- Short exercise a
Return every line of the listing below that contains the string "chair", matching case exactly.

‘Jaisalmer’ means ‘the Hill Fort of Jaisal’ which is named after its founder Maharawal Jaisal Singh, a Rajput king who founded the city in 1156 AD. Jaisalmer is also known as ‘The Golden City of India’ because of its yellow, charismatic and massive sand dunes used in the city’s architecture tinged with golden color. Jaisalmer lies in the heart of the Thar Desert and known for its culture, heritage, nature and exuberant past where every nook and corner has something to boast, and amaze you. Once known as the sleepy desert city, today Jaisalmer is one of the major tourist destinations of India. With its unmatched palaces and havelis, Jaisalmer showcases the intricate carving of glorious past of great Rajput Rulers. The word ‘Desert City’ itself provokes an image of deserted land with camels swiftly moving on the glittering sands.
Jaisalmer Fort – A great architecture locally known as ‘Sonar Quila’ and popularly nicknamed the ‘Golden Fort’ due to the golden aura that seems to engulf the fort during each sunset, this fort is one of the most popular tourist spots of Rajasthan. The fort rises like a sunbeam from the golden sands of the desert and set on the Trikuta Hill in the midst of the vast Thar Desert, is an epitome of strength and symbolizes the power of the Rajput dynasty. Constructed way back in the 12th century by the mighty Rawal Jaisal, this imposing fort is famed to be one of the largest ever built. Throughout history, this fort has been the center of many important changes and has repeatedly witnessed the siege of Muslim rulers. Even though during the rule of the British, the eminence of the place temporarily diminished, it came back to prominence due to its geographical setting.
Jain Temples- The Jain temples in Jaisalmer are located within the Jaisalmer Fort premises. Its location also proves to be attractive to the tourists as most of the tourists get to visit both the attractions. These temples date back to the 12th century, dedicated to Rishabhdev and Sambavnath, the 1st and the 3rd Jain tirthtankar. There are seven Jain temples in total. Their architecture bears a resemblance with Dilwara temples of Mount Abu, Rajasthan. One of the unique features of the temple is the vast chain of corridors which connect the temples. Another attraction of the temple is the carved lotus symbols on the temple domes. It also has a number of stone sculptures and captions of on the temple walls. There is a library attached to one of the Jain temples, known as Gyan Bhandar which houses past texts and the legends associated with the temples.

- Data provided
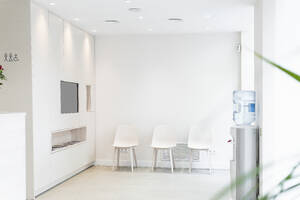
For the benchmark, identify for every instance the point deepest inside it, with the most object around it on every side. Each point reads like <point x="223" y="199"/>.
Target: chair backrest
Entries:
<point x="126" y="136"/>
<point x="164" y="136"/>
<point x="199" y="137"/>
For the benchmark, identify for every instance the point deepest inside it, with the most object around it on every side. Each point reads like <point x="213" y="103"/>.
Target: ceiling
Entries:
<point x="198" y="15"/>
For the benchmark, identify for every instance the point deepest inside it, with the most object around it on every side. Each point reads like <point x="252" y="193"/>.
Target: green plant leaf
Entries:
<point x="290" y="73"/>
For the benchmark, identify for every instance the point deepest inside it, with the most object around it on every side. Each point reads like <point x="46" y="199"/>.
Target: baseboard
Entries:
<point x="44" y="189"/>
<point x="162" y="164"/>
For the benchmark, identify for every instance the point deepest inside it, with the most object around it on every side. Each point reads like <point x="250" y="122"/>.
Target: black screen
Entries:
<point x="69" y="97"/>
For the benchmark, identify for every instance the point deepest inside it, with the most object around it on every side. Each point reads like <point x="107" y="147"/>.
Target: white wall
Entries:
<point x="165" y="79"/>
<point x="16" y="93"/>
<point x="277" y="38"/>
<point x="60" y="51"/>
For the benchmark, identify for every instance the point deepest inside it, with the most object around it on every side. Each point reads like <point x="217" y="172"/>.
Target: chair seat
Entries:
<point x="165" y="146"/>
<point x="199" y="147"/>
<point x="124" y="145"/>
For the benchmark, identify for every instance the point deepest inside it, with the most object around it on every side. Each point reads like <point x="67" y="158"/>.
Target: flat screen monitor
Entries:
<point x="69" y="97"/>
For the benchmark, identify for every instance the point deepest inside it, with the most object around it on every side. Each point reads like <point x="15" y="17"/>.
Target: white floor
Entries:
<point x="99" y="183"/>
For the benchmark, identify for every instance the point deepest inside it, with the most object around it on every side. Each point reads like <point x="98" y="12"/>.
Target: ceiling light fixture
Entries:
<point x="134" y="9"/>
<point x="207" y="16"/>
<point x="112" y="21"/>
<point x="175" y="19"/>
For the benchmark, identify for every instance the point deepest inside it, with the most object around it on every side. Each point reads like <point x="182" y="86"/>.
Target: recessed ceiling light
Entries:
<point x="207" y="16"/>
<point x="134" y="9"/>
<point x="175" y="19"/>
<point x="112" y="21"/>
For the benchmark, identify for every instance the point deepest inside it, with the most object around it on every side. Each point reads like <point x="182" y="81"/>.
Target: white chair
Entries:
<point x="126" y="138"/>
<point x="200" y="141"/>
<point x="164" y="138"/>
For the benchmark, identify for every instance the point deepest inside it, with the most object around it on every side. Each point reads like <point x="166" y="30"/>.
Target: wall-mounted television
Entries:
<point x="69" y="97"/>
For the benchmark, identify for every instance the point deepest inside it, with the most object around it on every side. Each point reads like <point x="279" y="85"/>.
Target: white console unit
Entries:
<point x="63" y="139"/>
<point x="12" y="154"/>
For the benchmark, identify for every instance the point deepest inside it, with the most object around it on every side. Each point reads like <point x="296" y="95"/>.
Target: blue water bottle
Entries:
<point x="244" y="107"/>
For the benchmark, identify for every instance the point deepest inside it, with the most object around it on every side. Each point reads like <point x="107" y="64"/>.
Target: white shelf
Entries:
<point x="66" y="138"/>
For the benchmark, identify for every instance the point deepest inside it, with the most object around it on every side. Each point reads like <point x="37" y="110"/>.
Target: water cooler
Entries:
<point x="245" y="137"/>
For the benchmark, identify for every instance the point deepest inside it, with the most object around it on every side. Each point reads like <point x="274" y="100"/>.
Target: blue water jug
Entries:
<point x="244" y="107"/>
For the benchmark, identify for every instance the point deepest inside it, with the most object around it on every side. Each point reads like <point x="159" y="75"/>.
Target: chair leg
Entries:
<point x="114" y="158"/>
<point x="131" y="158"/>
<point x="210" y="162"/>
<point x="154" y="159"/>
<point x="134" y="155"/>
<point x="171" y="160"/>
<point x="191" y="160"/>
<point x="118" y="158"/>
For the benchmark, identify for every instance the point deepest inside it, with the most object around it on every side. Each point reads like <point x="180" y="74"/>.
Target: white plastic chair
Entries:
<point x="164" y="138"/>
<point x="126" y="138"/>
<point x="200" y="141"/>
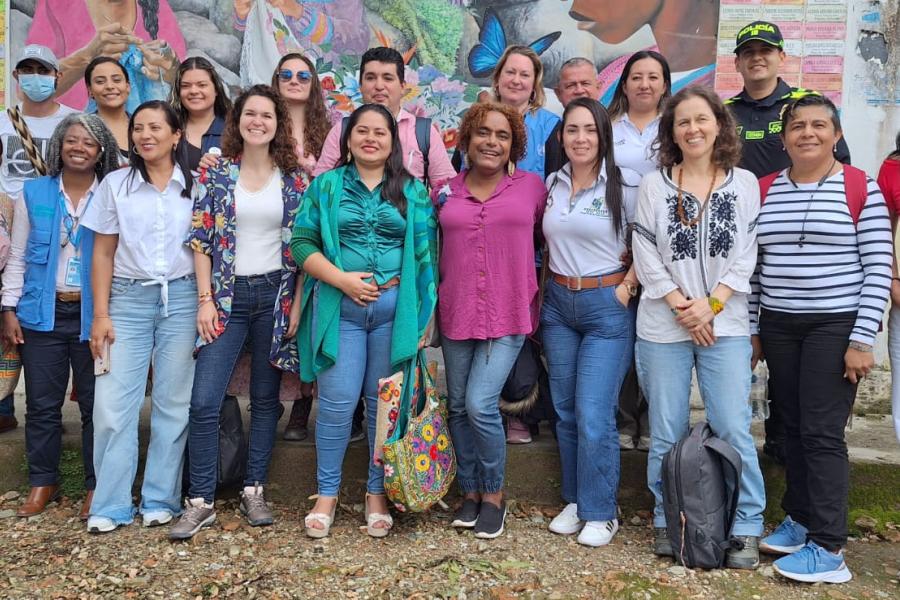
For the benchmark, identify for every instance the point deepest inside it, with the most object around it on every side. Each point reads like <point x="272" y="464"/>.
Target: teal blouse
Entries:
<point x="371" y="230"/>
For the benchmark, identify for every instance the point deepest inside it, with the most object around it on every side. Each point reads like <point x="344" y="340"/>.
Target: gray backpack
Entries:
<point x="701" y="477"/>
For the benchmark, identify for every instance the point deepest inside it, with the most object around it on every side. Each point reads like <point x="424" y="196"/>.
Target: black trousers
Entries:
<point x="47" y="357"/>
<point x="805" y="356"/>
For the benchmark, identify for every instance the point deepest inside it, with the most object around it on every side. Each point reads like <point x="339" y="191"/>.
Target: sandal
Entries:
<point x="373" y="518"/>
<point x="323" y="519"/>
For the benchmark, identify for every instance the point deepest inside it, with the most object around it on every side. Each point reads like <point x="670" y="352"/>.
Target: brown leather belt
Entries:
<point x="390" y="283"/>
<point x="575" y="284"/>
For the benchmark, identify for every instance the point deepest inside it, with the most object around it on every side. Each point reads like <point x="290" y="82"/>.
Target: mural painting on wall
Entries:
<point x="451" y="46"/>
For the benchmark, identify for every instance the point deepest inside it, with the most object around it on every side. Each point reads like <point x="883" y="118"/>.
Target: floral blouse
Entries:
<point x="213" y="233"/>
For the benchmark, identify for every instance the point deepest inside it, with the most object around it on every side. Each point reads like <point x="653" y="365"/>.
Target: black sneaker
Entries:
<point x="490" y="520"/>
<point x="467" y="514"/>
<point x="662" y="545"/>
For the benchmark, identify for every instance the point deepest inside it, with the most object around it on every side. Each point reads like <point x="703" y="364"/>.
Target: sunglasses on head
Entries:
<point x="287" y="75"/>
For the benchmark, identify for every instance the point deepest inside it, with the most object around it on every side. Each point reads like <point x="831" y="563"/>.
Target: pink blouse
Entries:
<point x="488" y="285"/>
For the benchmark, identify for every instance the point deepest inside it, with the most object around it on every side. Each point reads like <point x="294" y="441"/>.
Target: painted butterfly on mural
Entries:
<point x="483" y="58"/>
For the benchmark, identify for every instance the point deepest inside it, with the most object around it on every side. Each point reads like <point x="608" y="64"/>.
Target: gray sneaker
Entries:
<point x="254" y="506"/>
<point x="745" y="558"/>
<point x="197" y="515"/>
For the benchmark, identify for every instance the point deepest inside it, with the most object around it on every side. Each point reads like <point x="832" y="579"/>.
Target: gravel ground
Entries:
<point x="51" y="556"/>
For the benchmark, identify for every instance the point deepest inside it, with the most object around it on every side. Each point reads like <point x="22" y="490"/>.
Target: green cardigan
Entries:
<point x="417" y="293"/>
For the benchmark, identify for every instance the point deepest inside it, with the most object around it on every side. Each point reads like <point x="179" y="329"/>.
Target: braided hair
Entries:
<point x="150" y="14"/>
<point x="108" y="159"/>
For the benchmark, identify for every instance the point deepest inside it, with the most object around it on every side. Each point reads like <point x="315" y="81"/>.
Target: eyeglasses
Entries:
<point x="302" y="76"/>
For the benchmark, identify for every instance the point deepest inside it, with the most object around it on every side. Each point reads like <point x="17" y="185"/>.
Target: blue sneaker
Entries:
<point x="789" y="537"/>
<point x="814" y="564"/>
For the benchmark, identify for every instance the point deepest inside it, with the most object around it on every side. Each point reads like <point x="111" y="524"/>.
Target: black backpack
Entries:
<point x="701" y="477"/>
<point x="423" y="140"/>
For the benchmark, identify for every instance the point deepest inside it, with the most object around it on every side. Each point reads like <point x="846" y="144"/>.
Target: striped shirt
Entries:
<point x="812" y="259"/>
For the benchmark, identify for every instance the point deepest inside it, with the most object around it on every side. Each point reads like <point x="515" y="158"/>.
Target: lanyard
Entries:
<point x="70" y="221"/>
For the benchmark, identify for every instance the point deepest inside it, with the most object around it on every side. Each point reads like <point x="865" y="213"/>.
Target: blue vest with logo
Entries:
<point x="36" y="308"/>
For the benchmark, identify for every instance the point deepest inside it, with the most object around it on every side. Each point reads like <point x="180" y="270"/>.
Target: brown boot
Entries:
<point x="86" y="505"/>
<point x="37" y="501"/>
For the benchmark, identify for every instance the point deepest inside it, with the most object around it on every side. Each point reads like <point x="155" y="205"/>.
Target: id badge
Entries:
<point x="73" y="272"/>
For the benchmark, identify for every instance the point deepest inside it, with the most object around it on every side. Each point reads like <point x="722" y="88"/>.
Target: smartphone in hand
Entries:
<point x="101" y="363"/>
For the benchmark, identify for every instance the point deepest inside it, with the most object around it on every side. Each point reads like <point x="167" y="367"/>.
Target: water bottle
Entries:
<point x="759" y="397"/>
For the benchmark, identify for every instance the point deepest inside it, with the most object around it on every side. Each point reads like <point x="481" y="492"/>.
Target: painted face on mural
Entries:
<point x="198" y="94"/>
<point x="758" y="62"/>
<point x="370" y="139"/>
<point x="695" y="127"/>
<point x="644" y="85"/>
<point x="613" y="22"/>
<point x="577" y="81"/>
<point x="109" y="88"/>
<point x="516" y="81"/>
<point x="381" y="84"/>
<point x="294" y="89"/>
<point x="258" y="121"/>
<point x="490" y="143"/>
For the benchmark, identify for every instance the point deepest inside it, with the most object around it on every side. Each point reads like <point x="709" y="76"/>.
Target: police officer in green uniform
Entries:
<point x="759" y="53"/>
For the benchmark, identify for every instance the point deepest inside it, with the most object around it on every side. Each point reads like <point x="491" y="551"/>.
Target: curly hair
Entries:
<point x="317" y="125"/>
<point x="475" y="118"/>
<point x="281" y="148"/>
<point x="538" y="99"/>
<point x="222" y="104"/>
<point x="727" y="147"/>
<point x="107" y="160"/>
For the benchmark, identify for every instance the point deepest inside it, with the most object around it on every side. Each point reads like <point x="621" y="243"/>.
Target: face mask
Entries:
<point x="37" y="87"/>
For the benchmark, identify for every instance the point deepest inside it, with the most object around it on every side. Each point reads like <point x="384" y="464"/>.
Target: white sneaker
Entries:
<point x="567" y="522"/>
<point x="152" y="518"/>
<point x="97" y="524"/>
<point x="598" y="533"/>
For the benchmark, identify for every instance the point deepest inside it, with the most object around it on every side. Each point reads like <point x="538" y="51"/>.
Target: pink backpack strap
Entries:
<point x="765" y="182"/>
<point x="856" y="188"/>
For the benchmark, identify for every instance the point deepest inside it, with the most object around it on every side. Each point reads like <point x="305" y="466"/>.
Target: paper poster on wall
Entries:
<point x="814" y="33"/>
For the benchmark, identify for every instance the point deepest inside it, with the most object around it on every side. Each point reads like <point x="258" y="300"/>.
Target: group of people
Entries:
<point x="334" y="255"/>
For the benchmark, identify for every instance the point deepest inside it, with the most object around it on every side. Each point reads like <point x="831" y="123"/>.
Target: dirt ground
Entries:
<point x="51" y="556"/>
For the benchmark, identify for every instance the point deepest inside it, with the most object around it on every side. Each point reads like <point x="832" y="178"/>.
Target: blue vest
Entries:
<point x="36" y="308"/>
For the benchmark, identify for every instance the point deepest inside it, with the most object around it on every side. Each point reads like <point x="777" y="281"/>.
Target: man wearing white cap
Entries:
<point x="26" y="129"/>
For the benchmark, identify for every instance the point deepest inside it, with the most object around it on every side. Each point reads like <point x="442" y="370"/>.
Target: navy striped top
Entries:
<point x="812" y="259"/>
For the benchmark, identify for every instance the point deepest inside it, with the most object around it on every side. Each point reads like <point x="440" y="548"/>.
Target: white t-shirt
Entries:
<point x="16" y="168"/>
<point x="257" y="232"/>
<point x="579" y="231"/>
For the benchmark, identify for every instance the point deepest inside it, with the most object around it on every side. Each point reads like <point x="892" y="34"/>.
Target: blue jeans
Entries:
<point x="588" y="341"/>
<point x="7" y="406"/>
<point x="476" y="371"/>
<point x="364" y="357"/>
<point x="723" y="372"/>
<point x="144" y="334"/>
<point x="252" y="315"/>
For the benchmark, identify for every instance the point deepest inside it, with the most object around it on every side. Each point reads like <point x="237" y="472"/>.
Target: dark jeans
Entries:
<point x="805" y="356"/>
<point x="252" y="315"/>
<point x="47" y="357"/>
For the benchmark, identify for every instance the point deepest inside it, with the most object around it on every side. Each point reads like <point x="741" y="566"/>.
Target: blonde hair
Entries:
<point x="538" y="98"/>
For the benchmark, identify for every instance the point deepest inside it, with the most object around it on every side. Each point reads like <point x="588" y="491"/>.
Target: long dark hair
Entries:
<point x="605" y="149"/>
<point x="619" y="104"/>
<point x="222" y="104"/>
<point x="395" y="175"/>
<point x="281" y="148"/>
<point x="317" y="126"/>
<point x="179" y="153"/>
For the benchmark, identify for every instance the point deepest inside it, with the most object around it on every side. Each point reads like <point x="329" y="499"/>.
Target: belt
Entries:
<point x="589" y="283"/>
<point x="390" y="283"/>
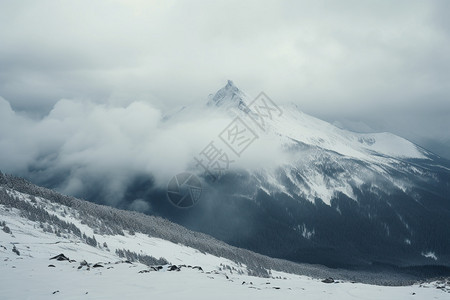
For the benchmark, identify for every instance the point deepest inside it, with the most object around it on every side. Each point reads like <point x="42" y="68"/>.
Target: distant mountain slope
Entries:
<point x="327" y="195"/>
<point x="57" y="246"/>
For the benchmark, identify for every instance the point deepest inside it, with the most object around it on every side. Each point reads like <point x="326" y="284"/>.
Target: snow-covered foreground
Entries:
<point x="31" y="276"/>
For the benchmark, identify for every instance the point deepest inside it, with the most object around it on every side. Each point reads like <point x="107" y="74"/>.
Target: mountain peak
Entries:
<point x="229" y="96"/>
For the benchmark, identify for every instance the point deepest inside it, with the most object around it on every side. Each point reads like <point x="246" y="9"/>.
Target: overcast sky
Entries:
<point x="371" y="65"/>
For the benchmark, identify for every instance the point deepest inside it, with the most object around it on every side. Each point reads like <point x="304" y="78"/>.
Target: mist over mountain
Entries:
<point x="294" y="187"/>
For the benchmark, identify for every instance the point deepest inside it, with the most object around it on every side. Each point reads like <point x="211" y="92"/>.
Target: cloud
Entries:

- Short exercise b
Echo the passage on Jaisalmer word for word, starting at "Jain Temples- The" and ending at "with the temples.".

- Written solution a
Target: chair backrest
Target: chair seat
Target: white chair
Target: chair leg
Target: white plastic chair

- Written solution b
Jain Temples- The Jain temples in Jaisalmer are located within the Jaisalmer Fort premises. Its location also proves to be attractive to the tourists as most of the tourists get to visit both the attractions. These temples date back to the 12th century, dedicated to Rishabhdev and Sambavnath, the 1st and the 3rd Jain tirthtankar. There are seven Jain temples in total. Their architecture bears a resemblance with Dilwara temples of Mount Abu, Rajasthan. One of the unique features of the temple is the vast chain of corridors which connect the temples. Another attraction of the temple is the carved lotus symbols on the temple domes. It also has a number of stone sculptures and captions of on the temple walls. There is a library attached to one of the Jain temples, known as Gyan Bhandar which houses past texts and the legends associated with the temples.